+++ Page +++
Corporate governance reform is considered an engine to promote Japanese business firms' earning capacity. The growth strategy in Abenomics defined this as one of the key structural reforms of Japanese business and industries. The adoption of the Corporate Governance Code by the Tokyo Stock Exchange in 2015 was aimed at enhancing transparency of management and encouraging a company to maximize shareholders' interests through Return on Equity (ROE)-oriented business management. Three years after the adoption of the code, what consequences and changes have Japanese companies seen?

The Japan Association of Corporate Directors, an NGO reviewing the outcome of corporate governance reform by selecting the company with the best corporate governance performance each year in an event titled "Corporate Governance of the Year", awarded Kao Corporation, a Japanese cosmetics and toiletry company, as the "Winner Company" (second best) in 2016 and as the "Grand Prize Company" (best) in 2017.

Tadaaki Sugiyama, executive officer and senior vice president (legal and compliance) of Kao Corporation, kindly responded to our questions as below. (Interviewed on July 28, 2018)

Introduction

JS: You are now not only heading Kao Corporation's legal and compliance section but also working for the Association of Corporate Legal Departments, an NGO working on corporate legal issues, as chairman. Could you briefly tell us about your involvement in corporate governance-related issues so far?
+++ Extracted entries +++
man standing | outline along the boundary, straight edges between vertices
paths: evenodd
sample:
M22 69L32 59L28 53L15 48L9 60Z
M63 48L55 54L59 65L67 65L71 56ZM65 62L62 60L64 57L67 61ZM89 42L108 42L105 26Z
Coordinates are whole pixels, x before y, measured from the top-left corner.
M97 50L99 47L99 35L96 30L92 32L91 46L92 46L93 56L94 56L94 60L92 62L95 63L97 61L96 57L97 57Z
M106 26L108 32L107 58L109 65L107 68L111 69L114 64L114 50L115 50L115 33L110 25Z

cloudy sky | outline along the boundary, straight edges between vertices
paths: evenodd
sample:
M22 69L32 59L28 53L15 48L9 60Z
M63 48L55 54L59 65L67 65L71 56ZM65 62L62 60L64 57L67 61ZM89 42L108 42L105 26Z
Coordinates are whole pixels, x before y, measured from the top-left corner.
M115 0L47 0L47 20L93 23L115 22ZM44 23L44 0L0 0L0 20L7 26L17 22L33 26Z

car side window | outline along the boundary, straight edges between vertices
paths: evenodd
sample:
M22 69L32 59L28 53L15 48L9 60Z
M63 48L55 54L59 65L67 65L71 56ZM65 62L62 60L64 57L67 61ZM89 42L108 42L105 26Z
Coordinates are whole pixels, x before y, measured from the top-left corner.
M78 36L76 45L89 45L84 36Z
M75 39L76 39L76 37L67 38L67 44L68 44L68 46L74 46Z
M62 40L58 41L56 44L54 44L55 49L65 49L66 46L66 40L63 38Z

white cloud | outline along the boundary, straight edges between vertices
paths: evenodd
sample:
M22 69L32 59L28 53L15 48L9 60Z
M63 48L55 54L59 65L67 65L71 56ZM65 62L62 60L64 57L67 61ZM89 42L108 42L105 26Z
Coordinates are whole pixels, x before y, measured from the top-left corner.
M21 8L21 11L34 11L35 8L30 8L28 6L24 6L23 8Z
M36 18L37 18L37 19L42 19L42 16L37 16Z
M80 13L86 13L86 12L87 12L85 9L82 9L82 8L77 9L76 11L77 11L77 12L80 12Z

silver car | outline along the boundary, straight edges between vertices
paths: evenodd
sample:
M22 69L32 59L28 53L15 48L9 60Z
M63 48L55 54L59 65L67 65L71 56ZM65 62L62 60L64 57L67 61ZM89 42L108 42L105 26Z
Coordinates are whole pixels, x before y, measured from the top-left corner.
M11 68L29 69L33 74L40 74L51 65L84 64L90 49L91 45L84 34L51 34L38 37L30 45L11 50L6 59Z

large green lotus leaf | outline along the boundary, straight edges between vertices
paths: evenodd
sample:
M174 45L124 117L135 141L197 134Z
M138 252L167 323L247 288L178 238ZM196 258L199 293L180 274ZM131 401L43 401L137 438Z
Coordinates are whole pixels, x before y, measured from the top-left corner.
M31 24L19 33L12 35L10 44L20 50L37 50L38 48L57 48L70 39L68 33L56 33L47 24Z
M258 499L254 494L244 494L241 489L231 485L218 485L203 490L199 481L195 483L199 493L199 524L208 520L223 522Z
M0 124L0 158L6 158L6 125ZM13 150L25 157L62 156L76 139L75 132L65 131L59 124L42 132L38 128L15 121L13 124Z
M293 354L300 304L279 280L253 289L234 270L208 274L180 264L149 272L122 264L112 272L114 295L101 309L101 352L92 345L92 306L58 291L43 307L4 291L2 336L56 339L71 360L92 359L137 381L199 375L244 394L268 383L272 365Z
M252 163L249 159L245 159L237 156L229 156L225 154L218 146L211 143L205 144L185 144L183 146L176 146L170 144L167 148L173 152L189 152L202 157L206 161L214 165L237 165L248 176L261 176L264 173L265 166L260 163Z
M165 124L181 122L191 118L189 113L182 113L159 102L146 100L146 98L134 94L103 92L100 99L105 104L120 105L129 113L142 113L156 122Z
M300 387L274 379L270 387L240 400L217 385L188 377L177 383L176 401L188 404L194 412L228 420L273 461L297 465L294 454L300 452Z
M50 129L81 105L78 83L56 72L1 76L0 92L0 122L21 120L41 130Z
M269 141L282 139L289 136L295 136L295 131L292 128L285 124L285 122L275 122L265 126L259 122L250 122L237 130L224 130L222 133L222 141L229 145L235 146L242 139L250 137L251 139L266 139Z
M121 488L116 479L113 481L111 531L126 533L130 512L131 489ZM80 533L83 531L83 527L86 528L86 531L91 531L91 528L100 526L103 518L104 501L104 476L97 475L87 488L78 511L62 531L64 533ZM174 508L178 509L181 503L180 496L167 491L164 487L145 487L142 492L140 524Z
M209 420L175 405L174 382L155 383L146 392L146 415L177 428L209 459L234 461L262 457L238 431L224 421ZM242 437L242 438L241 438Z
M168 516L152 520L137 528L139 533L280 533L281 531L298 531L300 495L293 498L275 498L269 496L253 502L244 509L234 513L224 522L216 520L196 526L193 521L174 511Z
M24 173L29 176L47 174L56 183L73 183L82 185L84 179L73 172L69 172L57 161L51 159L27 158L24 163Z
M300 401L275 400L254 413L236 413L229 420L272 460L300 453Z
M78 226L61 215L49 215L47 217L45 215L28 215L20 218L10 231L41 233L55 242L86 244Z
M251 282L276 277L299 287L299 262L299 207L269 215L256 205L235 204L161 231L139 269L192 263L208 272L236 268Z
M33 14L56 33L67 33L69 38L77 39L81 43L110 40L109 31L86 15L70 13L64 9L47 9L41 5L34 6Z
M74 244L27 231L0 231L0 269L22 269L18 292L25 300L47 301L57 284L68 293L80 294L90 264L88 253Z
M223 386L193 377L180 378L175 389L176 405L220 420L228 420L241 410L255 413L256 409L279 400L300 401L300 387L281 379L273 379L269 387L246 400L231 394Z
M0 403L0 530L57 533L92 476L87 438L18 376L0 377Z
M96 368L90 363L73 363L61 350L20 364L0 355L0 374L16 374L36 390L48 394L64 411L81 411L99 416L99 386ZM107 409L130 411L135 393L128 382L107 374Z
+++
+++ Extracted entries +++
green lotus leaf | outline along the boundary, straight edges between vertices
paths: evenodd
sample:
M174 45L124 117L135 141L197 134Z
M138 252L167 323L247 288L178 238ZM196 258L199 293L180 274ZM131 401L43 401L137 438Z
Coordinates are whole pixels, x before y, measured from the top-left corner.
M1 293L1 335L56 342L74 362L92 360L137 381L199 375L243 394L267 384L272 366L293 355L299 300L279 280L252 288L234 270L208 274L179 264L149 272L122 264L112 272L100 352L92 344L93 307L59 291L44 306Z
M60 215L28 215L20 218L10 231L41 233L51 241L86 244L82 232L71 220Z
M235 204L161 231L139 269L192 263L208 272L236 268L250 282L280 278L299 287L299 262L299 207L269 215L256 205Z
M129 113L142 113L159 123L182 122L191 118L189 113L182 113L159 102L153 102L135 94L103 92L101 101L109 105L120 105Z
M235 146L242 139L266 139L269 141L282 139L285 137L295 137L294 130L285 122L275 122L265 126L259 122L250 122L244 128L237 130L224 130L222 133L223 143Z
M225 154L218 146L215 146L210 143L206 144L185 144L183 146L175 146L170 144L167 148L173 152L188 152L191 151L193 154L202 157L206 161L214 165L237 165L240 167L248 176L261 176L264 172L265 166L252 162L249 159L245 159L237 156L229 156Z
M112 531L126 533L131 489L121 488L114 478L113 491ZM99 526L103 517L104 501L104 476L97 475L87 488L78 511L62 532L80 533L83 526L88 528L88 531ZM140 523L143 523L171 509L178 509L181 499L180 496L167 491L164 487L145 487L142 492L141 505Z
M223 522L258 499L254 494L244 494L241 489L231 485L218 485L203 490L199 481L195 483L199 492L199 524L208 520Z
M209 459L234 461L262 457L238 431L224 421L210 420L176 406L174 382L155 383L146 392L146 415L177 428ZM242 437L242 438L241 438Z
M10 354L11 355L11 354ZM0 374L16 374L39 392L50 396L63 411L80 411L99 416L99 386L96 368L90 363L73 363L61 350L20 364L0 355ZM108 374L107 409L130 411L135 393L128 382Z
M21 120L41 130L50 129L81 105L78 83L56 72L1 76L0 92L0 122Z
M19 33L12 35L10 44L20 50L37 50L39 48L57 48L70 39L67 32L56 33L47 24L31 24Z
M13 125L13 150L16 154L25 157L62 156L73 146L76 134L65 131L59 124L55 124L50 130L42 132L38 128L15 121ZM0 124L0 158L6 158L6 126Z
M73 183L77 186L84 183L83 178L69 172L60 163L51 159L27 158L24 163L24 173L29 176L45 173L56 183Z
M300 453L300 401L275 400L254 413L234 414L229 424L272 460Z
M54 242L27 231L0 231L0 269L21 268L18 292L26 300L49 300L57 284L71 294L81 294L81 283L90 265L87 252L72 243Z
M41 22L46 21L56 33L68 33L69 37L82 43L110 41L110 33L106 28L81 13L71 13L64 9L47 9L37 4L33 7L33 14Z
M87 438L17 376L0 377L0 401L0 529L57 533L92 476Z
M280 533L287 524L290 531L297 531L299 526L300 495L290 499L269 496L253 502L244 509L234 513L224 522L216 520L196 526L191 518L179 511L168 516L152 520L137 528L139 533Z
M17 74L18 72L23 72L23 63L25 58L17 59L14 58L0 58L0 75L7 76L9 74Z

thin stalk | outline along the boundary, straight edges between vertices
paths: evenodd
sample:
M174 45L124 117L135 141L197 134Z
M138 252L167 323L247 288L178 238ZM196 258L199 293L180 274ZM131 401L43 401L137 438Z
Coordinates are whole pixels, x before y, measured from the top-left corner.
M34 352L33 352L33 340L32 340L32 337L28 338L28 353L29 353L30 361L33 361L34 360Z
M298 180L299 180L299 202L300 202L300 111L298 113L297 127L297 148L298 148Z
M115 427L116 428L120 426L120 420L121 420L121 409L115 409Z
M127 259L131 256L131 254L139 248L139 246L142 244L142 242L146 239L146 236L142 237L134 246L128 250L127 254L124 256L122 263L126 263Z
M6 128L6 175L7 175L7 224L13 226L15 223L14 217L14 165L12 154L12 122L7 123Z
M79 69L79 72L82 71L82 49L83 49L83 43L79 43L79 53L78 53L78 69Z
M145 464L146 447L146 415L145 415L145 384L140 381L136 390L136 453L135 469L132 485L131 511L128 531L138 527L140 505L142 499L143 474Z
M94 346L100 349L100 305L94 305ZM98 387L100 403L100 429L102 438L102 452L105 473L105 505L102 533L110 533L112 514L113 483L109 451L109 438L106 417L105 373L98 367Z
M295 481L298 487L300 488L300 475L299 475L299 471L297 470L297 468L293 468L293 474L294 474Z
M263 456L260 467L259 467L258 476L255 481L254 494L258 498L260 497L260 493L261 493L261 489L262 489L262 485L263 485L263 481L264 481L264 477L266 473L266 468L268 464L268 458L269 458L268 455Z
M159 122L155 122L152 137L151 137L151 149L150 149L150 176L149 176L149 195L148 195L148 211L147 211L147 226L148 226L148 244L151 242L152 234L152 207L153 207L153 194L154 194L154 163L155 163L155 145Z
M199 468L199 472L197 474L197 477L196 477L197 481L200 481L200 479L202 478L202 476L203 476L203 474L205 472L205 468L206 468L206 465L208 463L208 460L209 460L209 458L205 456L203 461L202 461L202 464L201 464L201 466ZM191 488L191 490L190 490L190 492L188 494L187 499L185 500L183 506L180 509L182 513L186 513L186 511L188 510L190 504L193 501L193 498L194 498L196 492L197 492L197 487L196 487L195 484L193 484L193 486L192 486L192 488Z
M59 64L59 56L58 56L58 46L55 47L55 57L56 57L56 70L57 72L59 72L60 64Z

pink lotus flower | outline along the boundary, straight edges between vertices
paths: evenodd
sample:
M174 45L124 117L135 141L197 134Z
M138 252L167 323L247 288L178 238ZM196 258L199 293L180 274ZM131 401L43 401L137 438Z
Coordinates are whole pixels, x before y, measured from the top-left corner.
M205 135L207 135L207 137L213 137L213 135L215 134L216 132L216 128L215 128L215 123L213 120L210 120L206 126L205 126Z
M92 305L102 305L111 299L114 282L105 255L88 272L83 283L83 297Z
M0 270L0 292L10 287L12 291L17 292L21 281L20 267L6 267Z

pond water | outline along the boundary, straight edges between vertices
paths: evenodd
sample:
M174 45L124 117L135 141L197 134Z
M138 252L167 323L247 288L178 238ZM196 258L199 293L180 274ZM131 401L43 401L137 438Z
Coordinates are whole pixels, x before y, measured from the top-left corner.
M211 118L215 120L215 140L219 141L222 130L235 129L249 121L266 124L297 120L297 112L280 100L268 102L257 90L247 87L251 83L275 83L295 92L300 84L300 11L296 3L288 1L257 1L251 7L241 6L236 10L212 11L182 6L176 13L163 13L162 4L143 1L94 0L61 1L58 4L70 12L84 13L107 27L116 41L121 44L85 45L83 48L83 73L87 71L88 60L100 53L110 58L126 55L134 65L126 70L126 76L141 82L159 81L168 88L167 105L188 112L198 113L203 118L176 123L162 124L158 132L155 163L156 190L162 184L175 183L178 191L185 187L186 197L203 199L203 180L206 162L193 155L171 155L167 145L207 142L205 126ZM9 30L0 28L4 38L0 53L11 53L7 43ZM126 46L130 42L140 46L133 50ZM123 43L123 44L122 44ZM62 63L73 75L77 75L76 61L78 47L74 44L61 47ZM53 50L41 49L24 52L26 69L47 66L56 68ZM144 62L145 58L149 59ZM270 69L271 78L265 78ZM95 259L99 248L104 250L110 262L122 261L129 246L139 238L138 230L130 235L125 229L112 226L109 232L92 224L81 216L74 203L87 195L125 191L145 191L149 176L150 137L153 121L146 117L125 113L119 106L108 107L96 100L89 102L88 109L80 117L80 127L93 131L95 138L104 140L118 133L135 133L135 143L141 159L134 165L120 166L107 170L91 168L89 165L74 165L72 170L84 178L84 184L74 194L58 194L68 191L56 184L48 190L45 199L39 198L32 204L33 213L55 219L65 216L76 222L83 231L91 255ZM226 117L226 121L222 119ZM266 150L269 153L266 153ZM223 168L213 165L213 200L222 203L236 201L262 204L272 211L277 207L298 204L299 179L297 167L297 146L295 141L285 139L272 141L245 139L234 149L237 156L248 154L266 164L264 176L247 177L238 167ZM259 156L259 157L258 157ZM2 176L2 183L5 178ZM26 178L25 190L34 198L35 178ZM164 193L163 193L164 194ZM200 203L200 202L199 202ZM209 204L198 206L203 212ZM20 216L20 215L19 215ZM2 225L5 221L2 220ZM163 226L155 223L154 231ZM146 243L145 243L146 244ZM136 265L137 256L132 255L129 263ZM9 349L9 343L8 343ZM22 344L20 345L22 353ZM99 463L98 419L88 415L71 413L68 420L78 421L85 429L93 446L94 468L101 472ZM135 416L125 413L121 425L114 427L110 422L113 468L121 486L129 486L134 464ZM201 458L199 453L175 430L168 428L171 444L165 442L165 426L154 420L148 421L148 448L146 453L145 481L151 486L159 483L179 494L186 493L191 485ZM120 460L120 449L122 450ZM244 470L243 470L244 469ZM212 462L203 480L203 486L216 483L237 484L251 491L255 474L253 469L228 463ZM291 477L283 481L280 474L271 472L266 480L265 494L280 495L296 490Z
+++
Tasks to carry out
(A) In the text on Japanese corporate governance reform, what title did the Japan Association of Corporate Directors give Kao Corporation in 2017?
(B) Carry the interview on Japanese corporate governance reform forward from its final line.

Task results
(A) Kao Corporation was named the "Grand Prize Company" (best) in Corporate Governance of the Year.

(B)
Sugiyama: I have been working for Kao for nearly 40 years. When I joined the company, there was no technical term like "corporate governance". My job in the company's legal section then was to administer board meetings and general meetings of shareholders in accordance with the Companies Act, and thus trying to keep good relations with the shareholders. Then, after a number of revisions of the Companies Act in the 1980s and 1990s, in the domain of corporate governance, the function of audit and supervisory board members was strengthened around the year 2000. Then the term of office of the audit and supervisory board members was extended from two years, the same as for directors, to three, then to four years. In the case of large companies, they were obliged to have more than three audit and supervisory board members and more than half are legally required to be outsiders.

Since the beginning of the 2000s after these revisions of the Companies Act, Kao has been discussing how it would recruit outside directors and outside audit and supervisory board members who can be well integrated at the board meetings and how they could realize their maximum potential.

Another big issue of corporate governance is the compensation system for directors. Kao devises its compensation system for the directors working as executive officers and other executive officers to reflect not only the current business term but also mid-to long-term achievements. Kao introduced Economic Value Added (EVA) as one of its management indicators in 1999. We made EVA be reflected in compensation for executives and at the same time abolished their retirement benefits and introduced stock options to maintain consistency between executive compensation and mid-to long-term shareholder benefits and perspectives. Kao has been working on reform of executives' compensation system since the early days. In this reformed system, we assess the performance of our management team to see if they create sufficient economic value from the capital entrusted by our shareholders and reflect this assessment in their compensation.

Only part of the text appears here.